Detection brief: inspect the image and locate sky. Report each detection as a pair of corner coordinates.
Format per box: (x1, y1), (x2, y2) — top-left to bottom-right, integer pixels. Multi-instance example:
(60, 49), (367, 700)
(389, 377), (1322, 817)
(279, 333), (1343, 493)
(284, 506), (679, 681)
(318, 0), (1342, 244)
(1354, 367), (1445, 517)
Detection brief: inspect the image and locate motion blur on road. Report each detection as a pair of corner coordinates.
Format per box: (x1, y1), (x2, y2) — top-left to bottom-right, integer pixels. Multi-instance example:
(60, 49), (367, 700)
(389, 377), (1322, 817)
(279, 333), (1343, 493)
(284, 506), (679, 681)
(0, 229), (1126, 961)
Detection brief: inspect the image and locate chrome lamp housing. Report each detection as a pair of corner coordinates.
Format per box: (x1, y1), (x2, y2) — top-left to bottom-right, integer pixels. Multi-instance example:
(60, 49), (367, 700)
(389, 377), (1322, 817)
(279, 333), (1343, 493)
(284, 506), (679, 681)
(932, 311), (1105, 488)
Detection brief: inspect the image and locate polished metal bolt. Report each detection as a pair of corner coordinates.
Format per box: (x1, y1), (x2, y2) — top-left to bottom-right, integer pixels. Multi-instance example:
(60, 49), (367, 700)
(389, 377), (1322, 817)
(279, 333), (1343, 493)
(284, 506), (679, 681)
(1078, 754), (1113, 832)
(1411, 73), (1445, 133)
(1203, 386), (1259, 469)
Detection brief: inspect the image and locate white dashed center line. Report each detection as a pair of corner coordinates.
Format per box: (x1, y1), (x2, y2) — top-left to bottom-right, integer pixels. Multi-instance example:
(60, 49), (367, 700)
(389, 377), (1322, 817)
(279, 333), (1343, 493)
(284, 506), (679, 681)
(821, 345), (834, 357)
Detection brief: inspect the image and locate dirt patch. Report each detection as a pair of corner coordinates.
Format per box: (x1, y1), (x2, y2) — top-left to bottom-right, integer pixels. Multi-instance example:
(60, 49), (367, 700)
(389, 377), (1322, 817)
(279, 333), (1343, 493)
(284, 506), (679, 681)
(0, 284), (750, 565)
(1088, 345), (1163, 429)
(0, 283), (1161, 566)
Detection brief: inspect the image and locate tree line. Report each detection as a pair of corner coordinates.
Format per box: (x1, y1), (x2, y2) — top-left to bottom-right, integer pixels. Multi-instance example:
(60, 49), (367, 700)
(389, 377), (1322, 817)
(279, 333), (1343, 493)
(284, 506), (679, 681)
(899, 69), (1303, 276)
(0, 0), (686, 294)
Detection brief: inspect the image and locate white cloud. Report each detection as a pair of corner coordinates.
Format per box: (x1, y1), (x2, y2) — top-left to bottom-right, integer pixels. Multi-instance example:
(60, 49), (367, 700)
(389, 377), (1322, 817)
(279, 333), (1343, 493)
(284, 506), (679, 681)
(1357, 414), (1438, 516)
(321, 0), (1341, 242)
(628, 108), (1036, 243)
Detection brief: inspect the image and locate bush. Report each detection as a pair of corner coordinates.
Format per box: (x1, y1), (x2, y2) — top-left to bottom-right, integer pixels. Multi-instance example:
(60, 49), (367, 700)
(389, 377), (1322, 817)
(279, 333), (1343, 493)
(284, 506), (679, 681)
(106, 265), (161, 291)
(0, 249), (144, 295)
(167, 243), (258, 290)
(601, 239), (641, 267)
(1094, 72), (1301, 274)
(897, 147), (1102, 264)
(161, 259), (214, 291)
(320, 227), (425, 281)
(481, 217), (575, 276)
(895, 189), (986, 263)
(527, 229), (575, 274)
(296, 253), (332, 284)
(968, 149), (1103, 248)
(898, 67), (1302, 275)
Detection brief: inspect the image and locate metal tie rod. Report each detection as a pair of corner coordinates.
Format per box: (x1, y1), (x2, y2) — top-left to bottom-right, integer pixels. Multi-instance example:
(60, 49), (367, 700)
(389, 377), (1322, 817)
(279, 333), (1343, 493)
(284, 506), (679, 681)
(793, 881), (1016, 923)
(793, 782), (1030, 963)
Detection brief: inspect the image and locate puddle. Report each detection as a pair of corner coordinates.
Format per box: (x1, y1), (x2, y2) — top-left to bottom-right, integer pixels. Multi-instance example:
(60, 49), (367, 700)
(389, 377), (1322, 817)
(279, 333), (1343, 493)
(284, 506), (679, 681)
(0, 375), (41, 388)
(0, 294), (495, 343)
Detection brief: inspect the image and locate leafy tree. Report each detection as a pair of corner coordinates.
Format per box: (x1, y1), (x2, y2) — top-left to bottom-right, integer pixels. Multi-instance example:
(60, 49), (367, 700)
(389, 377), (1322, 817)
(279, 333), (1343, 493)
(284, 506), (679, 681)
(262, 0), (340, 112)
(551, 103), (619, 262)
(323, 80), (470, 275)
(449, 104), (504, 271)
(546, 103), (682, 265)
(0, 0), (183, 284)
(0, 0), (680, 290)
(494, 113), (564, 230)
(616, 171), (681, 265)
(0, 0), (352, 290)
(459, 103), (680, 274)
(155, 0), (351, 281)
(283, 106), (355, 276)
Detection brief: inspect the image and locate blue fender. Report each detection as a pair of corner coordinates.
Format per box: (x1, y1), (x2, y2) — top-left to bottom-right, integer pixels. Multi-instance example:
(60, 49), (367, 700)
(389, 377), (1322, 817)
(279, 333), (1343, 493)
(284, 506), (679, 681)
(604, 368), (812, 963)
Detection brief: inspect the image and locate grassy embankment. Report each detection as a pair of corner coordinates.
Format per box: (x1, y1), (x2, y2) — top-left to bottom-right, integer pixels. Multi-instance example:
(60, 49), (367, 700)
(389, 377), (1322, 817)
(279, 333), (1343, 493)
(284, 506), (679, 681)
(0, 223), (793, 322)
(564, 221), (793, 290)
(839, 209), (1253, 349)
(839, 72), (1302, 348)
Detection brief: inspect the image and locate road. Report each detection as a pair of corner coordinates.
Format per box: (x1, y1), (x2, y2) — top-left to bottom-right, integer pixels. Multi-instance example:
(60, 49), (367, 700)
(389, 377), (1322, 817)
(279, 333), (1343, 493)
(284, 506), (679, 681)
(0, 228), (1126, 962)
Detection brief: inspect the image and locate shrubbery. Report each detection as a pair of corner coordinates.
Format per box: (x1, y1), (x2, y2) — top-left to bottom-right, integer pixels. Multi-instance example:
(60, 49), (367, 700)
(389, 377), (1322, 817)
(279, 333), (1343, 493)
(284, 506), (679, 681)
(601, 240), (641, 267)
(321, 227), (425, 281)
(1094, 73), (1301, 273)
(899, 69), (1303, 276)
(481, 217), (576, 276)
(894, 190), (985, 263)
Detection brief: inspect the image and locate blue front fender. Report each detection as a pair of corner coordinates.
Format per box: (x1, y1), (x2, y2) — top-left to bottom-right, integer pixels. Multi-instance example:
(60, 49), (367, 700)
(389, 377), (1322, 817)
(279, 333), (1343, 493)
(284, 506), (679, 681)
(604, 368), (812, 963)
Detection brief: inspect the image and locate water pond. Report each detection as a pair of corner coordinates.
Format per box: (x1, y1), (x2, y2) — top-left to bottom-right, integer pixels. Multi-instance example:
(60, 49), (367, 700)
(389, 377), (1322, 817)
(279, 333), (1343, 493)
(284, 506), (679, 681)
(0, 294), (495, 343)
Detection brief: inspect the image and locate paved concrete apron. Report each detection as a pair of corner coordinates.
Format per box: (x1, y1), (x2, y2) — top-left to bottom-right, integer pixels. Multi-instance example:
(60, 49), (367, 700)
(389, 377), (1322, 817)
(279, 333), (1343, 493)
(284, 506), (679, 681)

#### [TASK STATEMENT]
An exact copy of every record above is needed. Write it out word for word.

#### [ANSWER TO THE PROBLEM]
Detection brief: inspect the image and locate sky. Report each detection as a pair of corner coordinates.
Format per box: (x1, y1), (x2, y2) — top-left to bottom-right, integer pixels. Multi-instance example:
(60, 49), (367, 700)
(389, 377), (1322, 817)
(279, 333), (1343, 493)
(284, 506), (679, 681)
(318, 0), (1342, 244)
(1354, 367), (1445, 517)
Detection brief: inspect the image and locate motion blur on road. Report each detection as a pair of corner coordinates.
Format per box: (x1, y1), (x2, y2) — top-left to bottom-right, integer pixels. Multi-instance example:
(60, 49), (367, 700)
(389, 377), (1322, 817)
(279, 333), (1343, 493)
(284, 506), (679, 681)
(0, 229), (1126, 961)
Detection brief: inspect the image and locate chrome lamp housing. Report each detection as a pair of corner coordinates.
Format per box: (x1, y1), (x2, y2) — top-left to bottom-right, integer pixels. Multi-instance example:
(60, 49), (367, 700)
(389, 377), (1322, 817)
(279, 333), (1343, 493)
(284, 506), (679, 681)
(932, 311), (1105, 488)
Detection brief: inspect the image and locate polished metal bolt. Report each detection as a pair of corner coordinates.
Format per box: (x1, y1), (x2, y2) — top-left to bottom-right, integer pixels. Multi-instance example:
(60, 49), (367, 700)
(389, 377), (1322, 817)
(279, 333), (1343, 493)
(284, 506), (679, 681)
(1078, 754), (1113, 832)
(1411, 73), (1445, 133)
(1203, 386), (1259, 469)
Detection brief: inspect the image and locate white dashed center line. Report each detection as a pair of corner coordinates.
Format per box: (x1, y1), (x2, y2) — top-left to bottom-right, integer pixels. Multi-instance example:
(60, 49), (367, 700)
(389, 377), (1322, 817)
(279, 333), (1343, 493)
(284, 506), (679, 681)
(821, 345), (834, 357)
Detection brief: inspect the image and locate dirt patch. Report each detection as a pair of corner coordinates.
Format per box: (x1, y1), (x2, y2) — top-left to bottom-right, integer pixels. Multi-instance example:
(60, 49), (367, 700)
(389, 377), (1322, 817)
(279, 333), (1343, 493)
(284, 506), (679, 681)
(0, 284), (750, 565)
(1088, 345), (1163, 429)
(0, 283), (1161, 566)
Detection brief: inspect the image and locate tree line. Report each detection as a pair of corner coordinates.
Format per box: (x1, y1), (x2, y2) — top-left to bottom-right, integer pixels. Multi-instance example:
(60, 49), (367, 700)
(389, 377), (1322, 817)
(279, 333), (1343, 493)
(284, 506), (679, 681)
(899, 69), (1303, 276)
(0, 0), (686, 294)
Detection brief: inspect the image and locate white cloud. Report each detection as a pair of corner coordinates.
Format per box: (x1, y1), (x2, y2) — top-left to bottom-right, integer pixels. Multi-instance example:
(60, 49), (367, 700)
(389, 377), (1322, 817)
(279, 333), (1343, 493)
(284, 506), (679, 681)
(1357, 414), (1438, 516)
(321, 0), (1341, 242)
(628, 108), (1036, 243)
Detection brief: inspect the image and locate bush. Report each detection as a pair of corner coordinates.
Format per box: (x1, y1), (x2, y2) — top-left to bottom-right, integer pixels. Multi-instance example:
(60, 49), (367, 700)
(389, 377), (1322, 817)
(279, 333), (1343, 493)
(284, 506), (679, 681)
(106, 265), (161, 291)
(0, 249), (144, 295)
(167, 243), (258, 290)
(601, 239), (641, 267)
(1094, 72), (1301, 274)
(897, 147), (1102, 264)
(161, 259), (214, 291)
(320, 227), (425, 281)
(481, 217), (575, 276)
(895, 189), (986, 263)
(527, 229), (575, 274)
(296, 253), (332, 284)
(968, 149), (1103, 248)
(898, 67), (1302, 275)
Detection brief: inspect the image and locate metal tie rod. Report each detection as a pair of corner coordinates.
Format per box: (x1, y1), (x2, y2) — top-left to bottom-right, integer pixels. Multi-instance example:
(60, 49), (367, 700)
(389, 377), (1322, 817)
(279, 333), (1343, 493)
(284, 506), (679, 681)
(793, 881), (1016, 923)
(793, 782), (1030, 963)
Detection brief: inspect the image and locate puddle. Report each detection as a pair of corner coordinates.
Format per box: (x1, y1), (x2, y2) — top-left to bottom-right, integer pixels. Multi-instance example:
(60, 49), (367, 700)
(389, 377), (1322, 817)
(279, 333), (1343, 493)
(284, 506), (679, 681)
(0, 375), (41, 388)
(0, 294), (495, 343)
Detection brief: inspect the image and locate leafy tree. Report each detection as a pair of corner coordinates.
Format per box: (x1, y1), (x2, y2) — top-left to bottom-right, integer pixels. Multi-instance example:
(60, 49), (367, 700)
(389, 377), (1322, 817)
(279, 333), (1343, 493)
(284, 506), (679, 681)
(262, 0), (340, 112)
(551, 103), (619, 262)
(323, 80), (470, 275)
(449, 104), (504, 271)
(546, 103), (682, 265)
(0, 0), (183, 284)
(0, 0), (680, 290)
(494, 113), (564, 230)
(616, 171), (681, 265)
(0, 0), (352, 290)
(459, 103), (680, 274)
(155, 0), (351, 281)
(283, 106), (355, 276)
Detection brief: inspect the image and locate blue fender. Report each detection as a pair of corner coordinates.
Format per box: (x1, y1), (x2, y2) — top-left to bottom-right, integer pixels. Multi-instance example:
(60, 49), (367, 700)
(389, 377), (1322, 817)
(279, 333), (1343, 493)
(284, 506), (679, 681)
(604, 368), (812, 963)
Detection brief: inspect the image and locate grassy embankment. Report each detection as a pair of corner coordinates.
Format per box: (x1, y1), (x2, y2) — top-left to bottom-right, integer pixels. Multi-instance example:
(60, 49), (367, 700)
(389, 377), (1322, 817)
(279, 333), (1343, 493)
(284, 506), (679, 681)
(0, 223), (793, 322)
(564, 221), (793, 290)
(839, 209), (1253, 349)
(839, 72), (1302, 348)
Detection brief: inspect the image and locate road. Report each detection as a pair of corner coordinates.
Format per box: (x1, y1), (x2, y2) — top-left to bottom-right, integer pixels. Multi-instance example:
(60, 49), (367, 700)
(389, 377), (1322, 817)
(279, 333), (1343, 493)
(284, 506), (679, 681)
(0, 228), (1126, 962)
Detection brief: inspect the image and locate shrubbery. Report each detection as a pair of corner coordinates.
Format per box: (x1, y1), (x2, y2) — top-left to bottom-right, integer pixels. Multi-instance example:
(60, 49), (367, 700)
(389, 377), (1322, 817)
(279, 333), (1343, 493)
(284, 506), (679, 681)
(601, 240), (641, 267)
(321, 227), (425, 281)
(1094, 73), (1301, 273)
(899, 69), (1303, 276)
(481, 217), (576, 276)
(894, 190), (985, 263)
Detection brief: inspect the image and locate blue front fender. Report each detection as a pair of corner coordinates.
Format per box: (x1, y1), (x2, y2) — top-left to bottom-right, integer pixels. Multi-instance example:
(60, 49), (367, 700)
(389, 377), (1322, 817)
(279, 333), (1343, 493)
(284, 506), (679, 681)
(604, 368), (812, 963)
Detection brief: inspect the image and locate water pond. Report each detection as a pair of corner coordinates.
Format per box: (x1, y1), (x2, y2) — top-left to bottom-right, integer pixels. Multi-instance example:
(60, 49), (367, 700)
(389, 377), (1322, 817)
(279, 333), (1343, 493)
(284, 506), (679, 681)
(0, 294), (495, 343)
Detection brief: inspect the image and locate paved concrete apron. Report each detection as a pair of corner coordinates.
Format per box: (x1, y1), (x2, y2) — top-left to bottom-right, integer pixels. Multi-instance example:
(60, 49), (367, 700)
(389, 377), (1322, 817)
(279, 333), (1343, 493)
(284, 506), (679, 681)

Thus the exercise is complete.